* [EXERCISE INPUTS]:
====================

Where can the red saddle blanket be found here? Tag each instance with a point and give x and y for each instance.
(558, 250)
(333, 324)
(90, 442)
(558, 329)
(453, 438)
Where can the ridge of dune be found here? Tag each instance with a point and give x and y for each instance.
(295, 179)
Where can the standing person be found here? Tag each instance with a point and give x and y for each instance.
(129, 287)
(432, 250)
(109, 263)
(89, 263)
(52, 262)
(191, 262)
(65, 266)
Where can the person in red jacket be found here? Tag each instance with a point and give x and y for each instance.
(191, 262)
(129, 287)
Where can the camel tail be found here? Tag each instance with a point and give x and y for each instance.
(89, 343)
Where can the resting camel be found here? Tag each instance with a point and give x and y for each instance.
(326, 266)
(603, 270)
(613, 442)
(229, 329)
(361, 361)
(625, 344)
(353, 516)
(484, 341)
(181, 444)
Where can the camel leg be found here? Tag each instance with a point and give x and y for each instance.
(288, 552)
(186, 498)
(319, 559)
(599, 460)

====================

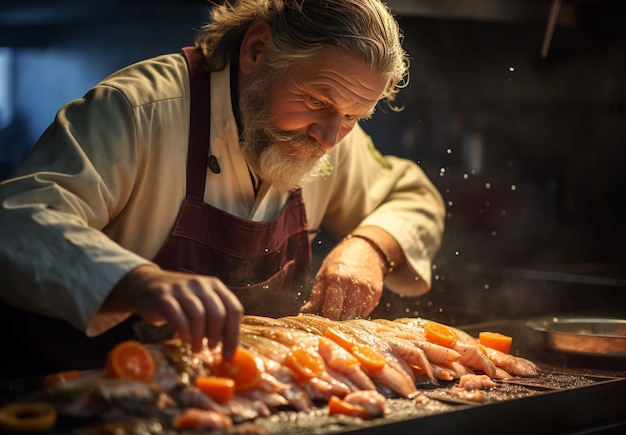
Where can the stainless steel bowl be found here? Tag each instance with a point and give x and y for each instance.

====================

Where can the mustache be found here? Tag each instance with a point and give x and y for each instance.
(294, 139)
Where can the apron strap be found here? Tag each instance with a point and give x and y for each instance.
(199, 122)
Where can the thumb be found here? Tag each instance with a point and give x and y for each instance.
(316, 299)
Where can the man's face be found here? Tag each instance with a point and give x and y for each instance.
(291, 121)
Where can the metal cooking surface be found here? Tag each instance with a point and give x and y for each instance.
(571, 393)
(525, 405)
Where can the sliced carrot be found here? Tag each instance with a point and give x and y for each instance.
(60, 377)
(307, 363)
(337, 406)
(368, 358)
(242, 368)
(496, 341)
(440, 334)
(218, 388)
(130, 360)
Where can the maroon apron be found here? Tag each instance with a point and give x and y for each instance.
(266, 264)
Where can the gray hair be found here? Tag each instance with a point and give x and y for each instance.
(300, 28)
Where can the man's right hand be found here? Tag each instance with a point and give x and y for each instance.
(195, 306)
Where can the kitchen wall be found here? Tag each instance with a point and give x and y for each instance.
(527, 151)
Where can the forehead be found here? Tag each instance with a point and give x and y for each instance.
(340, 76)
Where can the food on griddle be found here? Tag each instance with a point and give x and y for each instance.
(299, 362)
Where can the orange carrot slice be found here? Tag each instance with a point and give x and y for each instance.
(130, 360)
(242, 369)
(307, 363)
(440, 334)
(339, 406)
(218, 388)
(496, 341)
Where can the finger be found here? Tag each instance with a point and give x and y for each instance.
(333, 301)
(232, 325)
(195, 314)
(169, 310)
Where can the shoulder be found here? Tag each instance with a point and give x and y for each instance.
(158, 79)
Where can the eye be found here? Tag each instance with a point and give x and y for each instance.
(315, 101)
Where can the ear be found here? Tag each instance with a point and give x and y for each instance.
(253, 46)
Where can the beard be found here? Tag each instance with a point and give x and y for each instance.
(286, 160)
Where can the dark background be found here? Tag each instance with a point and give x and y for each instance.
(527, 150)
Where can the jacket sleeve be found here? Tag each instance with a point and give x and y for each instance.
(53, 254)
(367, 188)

====================

* [WHAT IS ASKED]: Tally the lines above that contain the word "person", and reply with the number alone.

* [EXERCISE RESULT]: 2